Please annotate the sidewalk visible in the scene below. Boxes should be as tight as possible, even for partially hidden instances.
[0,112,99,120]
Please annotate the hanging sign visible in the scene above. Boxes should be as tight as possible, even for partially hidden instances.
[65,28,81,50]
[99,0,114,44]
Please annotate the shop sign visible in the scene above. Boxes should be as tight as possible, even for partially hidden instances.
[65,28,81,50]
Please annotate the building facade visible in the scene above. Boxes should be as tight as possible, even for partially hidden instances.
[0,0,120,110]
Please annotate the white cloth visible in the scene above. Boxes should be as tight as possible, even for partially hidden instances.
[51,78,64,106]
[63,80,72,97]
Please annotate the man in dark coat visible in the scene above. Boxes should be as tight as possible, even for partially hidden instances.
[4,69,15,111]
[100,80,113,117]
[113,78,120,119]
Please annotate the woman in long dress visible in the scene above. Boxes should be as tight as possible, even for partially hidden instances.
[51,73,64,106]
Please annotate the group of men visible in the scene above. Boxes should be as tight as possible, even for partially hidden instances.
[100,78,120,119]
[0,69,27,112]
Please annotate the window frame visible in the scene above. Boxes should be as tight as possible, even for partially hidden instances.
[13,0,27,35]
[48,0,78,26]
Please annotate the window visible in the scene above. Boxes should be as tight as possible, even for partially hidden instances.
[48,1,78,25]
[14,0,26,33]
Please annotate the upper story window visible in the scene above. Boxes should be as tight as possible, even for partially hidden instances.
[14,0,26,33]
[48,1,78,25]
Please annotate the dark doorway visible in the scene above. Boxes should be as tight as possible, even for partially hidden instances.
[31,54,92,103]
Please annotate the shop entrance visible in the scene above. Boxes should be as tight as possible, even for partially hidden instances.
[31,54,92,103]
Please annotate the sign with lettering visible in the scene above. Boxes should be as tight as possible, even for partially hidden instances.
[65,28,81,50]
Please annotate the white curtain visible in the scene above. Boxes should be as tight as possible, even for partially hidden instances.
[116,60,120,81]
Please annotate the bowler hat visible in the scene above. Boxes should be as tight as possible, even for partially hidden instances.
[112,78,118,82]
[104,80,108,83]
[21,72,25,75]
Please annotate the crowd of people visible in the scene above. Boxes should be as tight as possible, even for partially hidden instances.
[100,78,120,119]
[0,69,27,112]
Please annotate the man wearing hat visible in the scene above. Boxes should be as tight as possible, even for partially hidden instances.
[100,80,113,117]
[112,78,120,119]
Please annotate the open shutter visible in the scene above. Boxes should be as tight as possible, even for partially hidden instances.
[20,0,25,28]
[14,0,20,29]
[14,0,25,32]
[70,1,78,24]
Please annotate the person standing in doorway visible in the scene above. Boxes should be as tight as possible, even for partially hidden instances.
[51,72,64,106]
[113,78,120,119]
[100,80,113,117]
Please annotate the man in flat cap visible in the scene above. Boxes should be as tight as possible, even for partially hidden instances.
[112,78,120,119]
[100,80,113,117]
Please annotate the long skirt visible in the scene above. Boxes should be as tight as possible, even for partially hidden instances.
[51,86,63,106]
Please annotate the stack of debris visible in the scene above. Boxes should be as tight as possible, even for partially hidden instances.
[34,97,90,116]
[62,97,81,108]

################

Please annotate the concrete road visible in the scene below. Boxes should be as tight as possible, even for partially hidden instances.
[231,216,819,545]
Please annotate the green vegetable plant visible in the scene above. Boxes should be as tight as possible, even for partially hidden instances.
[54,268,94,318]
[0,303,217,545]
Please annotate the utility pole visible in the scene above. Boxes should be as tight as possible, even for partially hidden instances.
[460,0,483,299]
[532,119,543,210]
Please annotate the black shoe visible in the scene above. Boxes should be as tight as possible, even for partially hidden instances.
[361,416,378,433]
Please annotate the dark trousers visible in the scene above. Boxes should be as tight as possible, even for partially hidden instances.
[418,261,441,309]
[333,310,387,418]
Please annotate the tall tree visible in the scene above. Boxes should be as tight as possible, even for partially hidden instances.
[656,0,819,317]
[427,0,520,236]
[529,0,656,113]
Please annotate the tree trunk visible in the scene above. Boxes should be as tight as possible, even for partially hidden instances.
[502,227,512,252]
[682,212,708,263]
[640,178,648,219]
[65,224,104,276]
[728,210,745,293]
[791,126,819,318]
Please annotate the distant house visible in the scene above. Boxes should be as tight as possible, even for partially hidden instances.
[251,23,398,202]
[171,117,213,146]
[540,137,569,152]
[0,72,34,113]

################

Challenge:
Pick out every line of the records that contains the string "long" and copy each one. Case counts.

Full solution:
Please annotate the woman in long dress visible in the scene above. Boxes should be as tight as possible, even for partially hidden instances.
Please annotate the long skirt visible in the scene above. Boxes should be as tight as possible, even for partially hidden instances.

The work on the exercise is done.